Il risultato della ricerca indica che il superamento del valore limite giornaliero di Pm 10 potrebbero essere un predittore significativo dell’infezione. In sostanza, le province meno inquinate hanno registrato una media di contagi più bassa rispetto alle province più inquinate.

“Nel ribadire che l’inquinamento atmosferico si rivela ancora una volta fonte di gravi danni alla salute, vogliamo tuttavia sottolineare che le evidenze prodotte da Sima non devono spaventare gli attori del mondo del lavoro e delle imprese, ma stimolarli a una ripartenza verde che coniughi il giusto progresso economico con la sostenibilità ambientale necessaria alla tutela della salute umana”, ha concluso Setti. “L’abbandono dei combustibili fossili con una rapida transizione energetica ed ecologica è prospettiva ormai inevitabile per evitare il rapido collasso degli ecosistemi dalle conseguenze imprevedibili e offrirà nuove opportunità economiche e condizioni di lavoro in grado di servirsi al meglio delle nuove tecnologie”, ha aggiunto Miani. “Anche alla luce di queste evidenze, il Recovery Fund deve essere occasione ineludibile per investire non più su azioni accessorie, ma soprattutto su progettualità concrete che possano ridurre nel breve/medio periodo l’impatto dell’uomo sull’ambiente”, conclude l’esperto.

* Dati forniti
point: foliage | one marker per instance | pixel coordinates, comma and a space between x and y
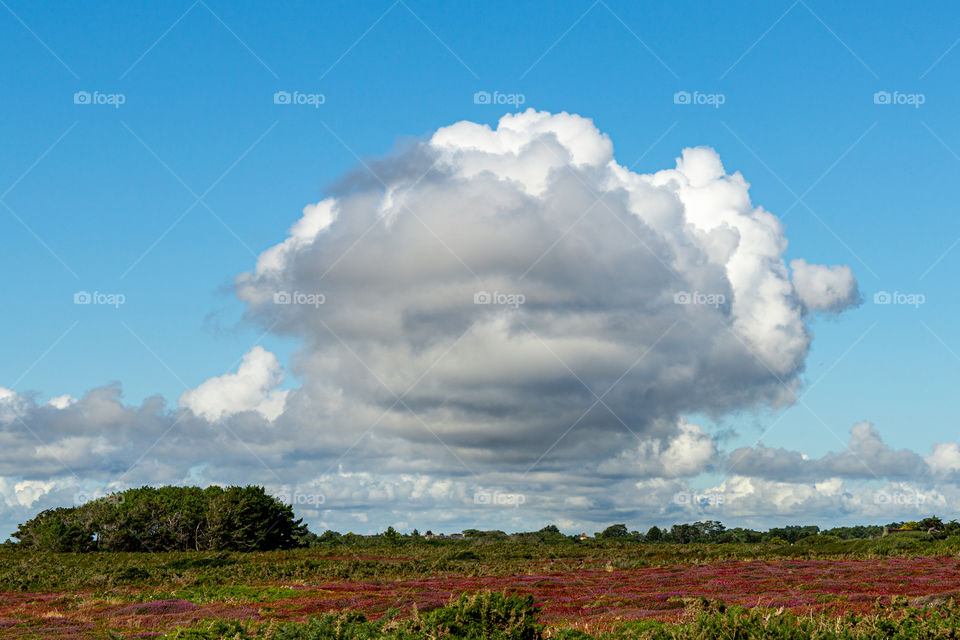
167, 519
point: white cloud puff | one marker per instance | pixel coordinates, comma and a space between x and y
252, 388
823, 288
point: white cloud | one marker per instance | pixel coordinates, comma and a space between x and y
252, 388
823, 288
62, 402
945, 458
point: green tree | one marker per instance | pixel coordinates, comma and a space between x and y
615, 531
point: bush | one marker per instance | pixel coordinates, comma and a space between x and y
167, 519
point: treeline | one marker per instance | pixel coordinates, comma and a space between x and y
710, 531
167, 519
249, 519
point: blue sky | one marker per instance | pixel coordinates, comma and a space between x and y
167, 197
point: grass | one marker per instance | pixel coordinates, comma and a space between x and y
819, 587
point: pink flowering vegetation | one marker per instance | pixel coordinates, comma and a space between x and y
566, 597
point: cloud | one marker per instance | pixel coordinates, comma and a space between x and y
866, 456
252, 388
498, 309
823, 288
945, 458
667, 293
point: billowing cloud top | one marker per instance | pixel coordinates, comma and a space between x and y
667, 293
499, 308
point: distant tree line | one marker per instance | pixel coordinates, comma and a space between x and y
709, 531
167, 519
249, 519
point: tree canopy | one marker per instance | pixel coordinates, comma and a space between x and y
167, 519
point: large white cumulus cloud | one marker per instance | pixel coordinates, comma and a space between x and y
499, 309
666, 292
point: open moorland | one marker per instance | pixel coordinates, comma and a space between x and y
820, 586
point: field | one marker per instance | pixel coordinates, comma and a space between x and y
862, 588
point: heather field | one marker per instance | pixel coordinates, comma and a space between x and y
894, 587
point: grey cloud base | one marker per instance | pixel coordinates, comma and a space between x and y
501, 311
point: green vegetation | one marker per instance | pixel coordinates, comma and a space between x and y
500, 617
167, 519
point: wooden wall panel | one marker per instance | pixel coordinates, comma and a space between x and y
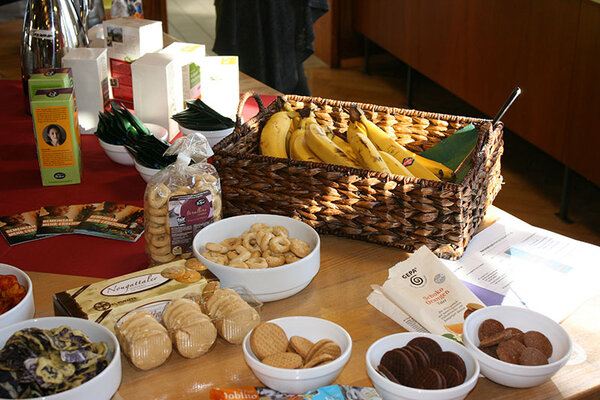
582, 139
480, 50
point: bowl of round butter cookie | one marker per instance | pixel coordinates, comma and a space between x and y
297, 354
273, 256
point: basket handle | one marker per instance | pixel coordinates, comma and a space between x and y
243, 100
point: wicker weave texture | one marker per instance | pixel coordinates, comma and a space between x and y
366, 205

* Consegne da svolgere
A. Rispondi a queste domande sul brano sull'inquinamento:
(i) Quali province hanno registrato una media di contagi più bassa?
(ii) Chi ha detto che le evidenze prodotte da Sima devono stimolare a una ripartenza verde?
(iii) Su che cosa deve investire il Recovery Fund, secondo l'esperto citato alla fine?
B. Stampa la parte del brano sull'inquinamento che comincia con "Il risultato della" e prosegue fino a "province più inquinate.".
Per rispondere basatevi soltanto sul brano.

* Risultati per consegna
A.
(i) Le province meno inquinate.
(ii) Setti.
(iii) Non più su azioni accessorie, ma soprattutto su progettualità concrete che possano ridurre nel breve/medio periodo l'impatto dell'uomo sull'ambiente.

B.
Il risultato della ricerca indica che il superamento del valore limite giornaliero di Pm 10 potrebbero essere un predittore significativo dell’infezione. In sostanza, le province meno inquinate hanno registrato una media di contagi più bassa rispetto alle province più inquinate.